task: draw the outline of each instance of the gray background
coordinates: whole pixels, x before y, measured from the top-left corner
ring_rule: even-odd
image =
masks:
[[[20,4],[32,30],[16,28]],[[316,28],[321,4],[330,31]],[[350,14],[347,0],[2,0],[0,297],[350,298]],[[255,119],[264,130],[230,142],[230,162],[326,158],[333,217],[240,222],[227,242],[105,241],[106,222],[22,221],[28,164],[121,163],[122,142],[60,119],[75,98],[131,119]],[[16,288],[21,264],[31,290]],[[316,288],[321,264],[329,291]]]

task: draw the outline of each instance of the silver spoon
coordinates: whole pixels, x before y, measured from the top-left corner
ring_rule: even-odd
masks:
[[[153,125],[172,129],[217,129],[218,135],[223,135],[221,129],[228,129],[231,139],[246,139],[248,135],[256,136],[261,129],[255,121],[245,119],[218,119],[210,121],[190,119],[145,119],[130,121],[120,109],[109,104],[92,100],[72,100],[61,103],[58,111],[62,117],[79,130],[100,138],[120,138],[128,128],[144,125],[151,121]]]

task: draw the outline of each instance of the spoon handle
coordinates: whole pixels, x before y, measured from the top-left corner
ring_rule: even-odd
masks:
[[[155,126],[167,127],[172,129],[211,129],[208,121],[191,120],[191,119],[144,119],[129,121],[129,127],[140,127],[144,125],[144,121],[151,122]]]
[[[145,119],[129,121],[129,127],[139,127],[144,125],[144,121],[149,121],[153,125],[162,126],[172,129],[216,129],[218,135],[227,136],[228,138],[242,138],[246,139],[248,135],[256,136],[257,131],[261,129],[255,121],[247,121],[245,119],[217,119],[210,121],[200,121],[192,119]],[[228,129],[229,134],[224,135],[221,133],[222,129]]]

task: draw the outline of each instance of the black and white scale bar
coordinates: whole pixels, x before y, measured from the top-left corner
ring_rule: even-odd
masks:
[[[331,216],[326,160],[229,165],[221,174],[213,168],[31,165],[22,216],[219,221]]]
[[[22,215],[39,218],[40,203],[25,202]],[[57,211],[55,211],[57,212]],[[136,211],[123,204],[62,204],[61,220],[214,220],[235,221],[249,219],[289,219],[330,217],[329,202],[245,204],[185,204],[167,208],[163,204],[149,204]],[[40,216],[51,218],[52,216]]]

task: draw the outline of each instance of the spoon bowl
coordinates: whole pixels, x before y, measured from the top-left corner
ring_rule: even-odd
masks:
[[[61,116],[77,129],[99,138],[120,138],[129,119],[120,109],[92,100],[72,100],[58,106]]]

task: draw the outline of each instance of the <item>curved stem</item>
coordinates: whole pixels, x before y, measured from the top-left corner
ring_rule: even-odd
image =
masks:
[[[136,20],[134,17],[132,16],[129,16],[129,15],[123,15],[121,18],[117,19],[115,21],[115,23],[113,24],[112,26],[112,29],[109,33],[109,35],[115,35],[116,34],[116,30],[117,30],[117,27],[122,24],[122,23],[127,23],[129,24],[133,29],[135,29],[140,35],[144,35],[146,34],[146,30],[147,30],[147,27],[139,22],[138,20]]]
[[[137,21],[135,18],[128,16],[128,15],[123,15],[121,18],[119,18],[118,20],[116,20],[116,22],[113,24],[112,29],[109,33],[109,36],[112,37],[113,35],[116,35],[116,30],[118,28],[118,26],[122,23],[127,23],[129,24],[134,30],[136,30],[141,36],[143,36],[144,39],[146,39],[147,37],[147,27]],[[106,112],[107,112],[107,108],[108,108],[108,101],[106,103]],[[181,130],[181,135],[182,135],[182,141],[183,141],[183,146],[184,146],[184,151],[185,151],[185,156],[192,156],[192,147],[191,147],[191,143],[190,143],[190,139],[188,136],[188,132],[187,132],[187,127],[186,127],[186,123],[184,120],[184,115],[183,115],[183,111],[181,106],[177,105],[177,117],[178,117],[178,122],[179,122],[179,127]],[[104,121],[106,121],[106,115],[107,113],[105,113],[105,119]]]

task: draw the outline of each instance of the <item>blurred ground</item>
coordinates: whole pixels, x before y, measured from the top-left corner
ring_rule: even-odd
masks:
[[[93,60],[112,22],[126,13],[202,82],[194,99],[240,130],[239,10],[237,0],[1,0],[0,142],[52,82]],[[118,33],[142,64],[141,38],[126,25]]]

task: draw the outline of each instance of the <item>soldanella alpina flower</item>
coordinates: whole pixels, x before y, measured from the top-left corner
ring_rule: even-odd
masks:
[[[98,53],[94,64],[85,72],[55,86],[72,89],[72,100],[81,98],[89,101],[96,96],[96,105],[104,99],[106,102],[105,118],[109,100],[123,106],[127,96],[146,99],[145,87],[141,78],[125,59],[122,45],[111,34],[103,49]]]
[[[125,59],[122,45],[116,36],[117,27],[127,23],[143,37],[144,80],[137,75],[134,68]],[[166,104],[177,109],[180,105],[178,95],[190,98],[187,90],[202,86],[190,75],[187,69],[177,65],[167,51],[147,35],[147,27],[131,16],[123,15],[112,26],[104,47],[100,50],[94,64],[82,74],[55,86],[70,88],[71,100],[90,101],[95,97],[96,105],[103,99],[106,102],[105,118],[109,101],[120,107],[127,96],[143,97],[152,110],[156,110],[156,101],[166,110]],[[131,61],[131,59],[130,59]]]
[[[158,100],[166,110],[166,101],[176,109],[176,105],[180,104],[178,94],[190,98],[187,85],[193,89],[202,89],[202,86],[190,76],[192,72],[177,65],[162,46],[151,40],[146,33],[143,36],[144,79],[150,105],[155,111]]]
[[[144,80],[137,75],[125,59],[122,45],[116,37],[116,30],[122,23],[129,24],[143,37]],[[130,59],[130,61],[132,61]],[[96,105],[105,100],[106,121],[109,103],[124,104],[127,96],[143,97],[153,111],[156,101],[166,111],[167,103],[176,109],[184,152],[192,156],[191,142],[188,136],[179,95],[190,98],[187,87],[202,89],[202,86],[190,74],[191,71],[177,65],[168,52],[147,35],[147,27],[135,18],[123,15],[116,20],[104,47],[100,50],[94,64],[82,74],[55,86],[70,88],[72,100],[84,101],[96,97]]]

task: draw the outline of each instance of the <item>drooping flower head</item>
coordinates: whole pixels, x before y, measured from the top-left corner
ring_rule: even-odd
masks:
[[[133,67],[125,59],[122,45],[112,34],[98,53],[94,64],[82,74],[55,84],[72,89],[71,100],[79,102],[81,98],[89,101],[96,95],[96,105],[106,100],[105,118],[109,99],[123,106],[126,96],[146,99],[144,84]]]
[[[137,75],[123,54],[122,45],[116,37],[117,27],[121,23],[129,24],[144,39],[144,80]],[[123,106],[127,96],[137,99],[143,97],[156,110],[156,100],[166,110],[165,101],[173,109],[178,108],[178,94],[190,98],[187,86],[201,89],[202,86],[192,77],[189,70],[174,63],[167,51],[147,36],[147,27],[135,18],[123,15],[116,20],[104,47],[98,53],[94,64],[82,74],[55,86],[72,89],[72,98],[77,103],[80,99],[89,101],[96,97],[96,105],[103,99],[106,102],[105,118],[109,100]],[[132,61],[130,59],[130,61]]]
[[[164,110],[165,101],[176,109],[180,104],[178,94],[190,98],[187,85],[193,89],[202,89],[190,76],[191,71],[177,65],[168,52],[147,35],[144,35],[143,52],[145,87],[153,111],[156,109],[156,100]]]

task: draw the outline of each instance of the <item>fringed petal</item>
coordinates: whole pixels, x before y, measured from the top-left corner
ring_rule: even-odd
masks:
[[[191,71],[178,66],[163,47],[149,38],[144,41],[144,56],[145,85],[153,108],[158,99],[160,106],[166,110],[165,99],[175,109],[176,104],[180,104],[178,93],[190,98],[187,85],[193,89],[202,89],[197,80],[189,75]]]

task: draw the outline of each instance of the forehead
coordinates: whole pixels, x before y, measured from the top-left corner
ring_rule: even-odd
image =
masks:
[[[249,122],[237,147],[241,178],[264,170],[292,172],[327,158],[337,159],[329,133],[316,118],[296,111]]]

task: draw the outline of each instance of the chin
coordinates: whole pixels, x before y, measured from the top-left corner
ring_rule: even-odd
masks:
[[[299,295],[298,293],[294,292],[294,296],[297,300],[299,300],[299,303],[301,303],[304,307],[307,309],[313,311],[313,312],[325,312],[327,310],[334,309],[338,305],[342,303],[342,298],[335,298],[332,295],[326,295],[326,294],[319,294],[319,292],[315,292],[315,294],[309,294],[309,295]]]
--
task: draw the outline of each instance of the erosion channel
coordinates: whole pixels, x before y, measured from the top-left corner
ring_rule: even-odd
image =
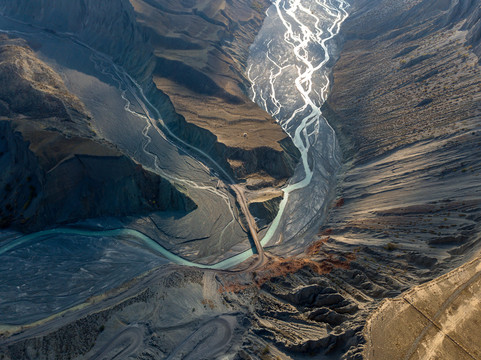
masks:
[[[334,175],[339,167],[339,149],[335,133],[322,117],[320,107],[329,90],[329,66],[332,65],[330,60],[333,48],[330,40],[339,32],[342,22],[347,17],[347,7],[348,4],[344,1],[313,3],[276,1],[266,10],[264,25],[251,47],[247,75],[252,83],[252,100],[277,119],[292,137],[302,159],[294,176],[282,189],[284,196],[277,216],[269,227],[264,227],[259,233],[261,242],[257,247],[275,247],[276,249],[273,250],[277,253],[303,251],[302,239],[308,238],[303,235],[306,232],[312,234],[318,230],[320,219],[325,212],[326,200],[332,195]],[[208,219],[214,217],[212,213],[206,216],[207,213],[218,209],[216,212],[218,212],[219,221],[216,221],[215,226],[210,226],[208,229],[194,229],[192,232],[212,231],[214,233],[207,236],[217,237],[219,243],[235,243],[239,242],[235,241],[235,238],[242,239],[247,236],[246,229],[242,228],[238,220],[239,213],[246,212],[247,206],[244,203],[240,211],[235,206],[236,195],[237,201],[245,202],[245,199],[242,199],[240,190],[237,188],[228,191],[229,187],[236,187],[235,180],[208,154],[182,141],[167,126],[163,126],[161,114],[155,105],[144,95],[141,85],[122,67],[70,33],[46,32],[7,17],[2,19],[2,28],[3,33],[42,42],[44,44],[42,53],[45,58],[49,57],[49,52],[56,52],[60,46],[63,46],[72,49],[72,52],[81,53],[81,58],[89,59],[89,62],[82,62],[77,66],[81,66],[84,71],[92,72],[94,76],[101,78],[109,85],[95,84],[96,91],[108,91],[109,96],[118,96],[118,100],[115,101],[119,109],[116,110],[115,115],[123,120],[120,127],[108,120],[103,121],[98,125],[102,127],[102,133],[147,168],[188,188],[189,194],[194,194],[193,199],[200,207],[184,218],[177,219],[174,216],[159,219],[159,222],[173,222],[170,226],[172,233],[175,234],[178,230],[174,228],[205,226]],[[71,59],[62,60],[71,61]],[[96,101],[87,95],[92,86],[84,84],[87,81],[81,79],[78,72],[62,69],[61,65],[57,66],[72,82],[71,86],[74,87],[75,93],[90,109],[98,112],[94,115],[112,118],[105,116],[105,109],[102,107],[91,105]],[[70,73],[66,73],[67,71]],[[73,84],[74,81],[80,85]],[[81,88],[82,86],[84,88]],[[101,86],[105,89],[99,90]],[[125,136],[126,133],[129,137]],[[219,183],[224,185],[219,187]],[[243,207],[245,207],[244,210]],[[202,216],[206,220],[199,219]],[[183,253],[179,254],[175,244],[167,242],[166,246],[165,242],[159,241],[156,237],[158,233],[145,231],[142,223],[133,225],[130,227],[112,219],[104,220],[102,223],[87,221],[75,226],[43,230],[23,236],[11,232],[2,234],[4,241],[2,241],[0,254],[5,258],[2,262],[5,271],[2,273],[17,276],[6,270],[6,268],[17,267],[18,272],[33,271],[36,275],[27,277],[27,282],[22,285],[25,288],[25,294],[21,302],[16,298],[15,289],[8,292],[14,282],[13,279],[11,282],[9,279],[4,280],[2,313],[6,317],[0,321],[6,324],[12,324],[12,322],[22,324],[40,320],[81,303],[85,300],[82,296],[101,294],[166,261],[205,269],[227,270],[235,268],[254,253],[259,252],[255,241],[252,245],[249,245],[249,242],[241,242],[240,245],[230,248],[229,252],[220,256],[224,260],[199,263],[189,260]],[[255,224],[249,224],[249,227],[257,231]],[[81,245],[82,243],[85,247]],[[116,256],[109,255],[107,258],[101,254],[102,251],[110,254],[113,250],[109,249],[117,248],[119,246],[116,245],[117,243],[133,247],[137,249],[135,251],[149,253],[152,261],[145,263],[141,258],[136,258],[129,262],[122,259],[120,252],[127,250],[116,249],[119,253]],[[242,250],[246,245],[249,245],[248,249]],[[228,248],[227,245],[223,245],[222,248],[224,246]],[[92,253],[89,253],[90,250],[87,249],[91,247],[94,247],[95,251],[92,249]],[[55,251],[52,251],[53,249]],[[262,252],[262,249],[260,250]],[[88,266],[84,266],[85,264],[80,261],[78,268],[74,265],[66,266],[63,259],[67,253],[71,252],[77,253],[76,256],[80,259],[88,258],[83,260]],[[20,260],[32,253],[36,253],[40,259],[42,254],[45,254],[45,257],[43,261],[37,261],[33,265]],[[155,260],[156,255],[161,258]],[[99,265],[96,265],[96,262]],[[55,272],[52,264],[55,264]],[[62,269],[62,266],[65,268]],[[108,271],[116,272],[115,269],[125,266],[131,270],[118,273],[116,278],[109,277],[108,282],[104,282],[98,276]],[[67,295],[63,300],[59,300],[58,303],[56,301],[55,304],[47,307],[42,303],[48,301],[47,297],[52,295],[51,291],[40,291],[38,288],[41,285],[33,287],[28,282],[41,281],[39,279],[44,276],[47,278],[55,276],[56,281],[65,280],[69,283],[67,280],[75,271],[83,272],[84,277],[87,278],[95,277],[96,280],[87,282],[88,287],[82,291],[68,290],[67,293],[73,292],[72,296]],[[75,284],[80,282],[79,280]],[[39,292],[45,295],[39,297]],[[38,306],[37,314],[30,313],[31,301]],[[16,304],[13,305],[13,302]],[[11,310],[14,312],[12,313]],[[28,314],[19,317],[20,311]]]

(YOUR GOAL)
Find each line of the data above that holds the word "flower", then copy it.

(RESPONSE TO THE TASK)
task: draw the outline of each instance of the <item>soldanella alpina flower</item>
task: draw the outline of each instance of the <item>drooping flower head</item>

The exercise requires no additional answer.